#### WHAT YOU SHOULD DO
Your task is to find every line in the records that holds the string "white" and copy it.

#### RECORDS SUPPLIED

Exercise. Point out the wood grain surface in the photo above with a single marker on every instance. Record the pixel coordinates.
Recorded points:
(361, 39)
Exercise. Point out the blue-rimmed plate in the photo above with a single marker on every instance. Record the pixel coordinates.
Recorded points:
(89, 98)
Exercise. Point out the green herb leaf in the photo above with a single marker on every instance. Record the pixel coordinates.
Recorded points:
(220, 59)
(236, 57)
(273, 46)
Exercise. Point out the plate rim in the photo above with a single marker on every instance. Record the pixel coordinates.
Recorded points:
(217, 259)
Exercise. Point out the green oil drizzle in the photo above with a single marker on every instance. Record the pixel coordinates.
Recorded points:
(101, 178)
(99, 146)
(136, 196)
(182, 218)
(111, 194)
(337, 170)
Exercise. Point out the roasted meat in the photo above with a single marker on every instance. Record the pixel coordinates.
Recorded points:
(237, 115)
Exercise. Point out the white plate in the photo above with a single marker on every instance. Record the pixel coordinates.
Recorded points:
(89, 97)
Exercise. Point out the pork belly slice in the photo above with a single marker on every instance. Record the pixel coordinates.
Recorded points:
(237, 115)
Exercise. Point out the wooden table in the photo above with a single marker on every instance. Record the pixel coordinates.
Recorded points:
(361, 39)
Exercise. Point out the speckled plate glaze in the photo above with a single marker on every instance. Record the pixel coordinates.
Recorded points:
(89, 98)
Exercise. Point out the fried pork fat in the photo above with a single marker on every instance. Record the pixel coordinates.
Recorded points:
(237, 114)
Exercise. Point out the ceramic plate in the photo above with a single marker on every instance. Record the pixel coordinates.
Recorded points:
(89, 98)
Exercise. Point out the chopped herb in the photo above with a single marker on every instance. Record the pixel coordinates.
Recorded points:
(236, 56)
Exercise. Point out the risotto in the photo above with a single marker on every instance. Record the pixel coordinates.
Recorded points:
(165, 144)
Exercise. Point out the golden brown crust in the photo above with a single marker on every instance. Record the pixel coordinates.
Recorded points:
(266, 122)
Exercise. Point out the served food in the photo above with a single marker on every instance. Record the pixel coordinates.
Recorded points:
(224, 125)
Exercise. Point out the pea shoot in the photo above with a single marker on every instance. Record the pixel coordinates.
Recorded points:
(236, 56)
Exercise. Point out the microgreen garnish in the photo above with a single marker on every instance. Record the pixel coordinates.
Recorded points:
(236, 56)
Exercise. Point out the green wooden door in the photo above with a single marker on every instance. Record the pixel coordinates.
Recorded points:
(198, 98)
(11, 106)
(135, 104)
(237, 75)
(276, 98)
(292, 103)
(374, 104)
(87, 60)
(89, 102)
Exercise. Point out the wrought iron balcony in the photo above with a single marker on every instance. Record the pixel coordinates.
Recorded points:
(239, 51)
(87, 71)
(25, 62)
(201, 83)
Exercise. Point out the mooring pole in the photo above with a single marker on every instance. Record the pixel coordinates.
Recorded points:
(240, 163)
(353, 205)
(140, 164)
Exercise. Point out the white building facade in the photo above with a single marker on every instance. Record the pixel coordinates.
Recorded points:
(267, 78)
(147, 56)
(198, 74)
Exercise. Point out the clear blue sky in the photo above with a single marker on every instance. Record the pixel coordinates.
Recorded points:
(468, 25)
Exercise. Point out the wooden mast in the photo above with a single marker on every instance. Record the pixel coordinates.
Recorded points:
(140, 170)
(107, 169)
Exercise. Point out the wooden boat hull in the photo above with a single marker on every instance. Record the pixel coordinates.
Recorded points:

#### THE ANSWER
Exercise. Point out the white plate in the photo above with a single marker on every instance. Record the pixel coordinates.
Exercise. Point out the white building facade in the photo above with a single marker on every instance. Record the pixel coordinates.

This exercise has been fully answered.